▶ [Cosa serve]:
Estrai dalle righe qui sotto tutte quelle che contengono la parola "Given", distinguendo tra maiuscole e minuscole.

___ Dati di lavoro

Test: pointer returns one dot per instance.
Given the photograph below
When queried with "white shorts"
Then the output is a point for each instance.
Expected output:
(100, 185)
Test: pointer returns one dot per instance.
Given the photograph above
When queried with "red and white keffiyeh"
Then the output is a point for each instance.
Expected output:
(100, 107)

______
___ Dati di lavoro

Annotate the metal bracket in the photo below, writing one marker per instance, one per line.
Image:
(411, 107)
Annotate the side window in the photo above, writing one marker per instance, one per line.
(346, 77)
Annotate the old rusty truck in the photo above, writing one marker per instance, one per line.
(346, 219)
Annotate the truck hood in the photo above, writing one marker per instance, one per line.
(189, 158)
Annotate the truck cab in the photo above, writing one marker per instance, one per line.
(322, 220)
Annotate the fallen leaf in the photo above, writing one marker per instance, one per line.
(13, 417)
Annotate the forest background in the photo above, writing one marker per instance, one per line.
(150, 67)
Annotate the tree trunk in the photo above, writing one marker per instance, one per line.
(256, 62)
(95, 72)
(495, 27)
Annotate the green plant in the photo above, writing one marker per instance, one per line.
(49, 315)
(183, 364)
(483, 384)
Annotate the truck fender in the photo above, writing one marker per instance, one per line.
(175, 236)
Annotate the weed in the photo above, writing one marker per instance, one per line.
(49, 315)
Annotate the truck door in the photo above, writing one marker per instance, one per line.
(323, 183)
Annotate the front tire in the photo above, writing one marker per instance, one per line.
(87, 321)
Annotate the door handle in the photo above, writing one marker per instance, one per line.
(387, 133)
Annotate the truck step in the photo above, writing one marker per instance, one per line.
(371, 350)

______

▶ [Risposta]:
Given the photograph below
Given the photograph above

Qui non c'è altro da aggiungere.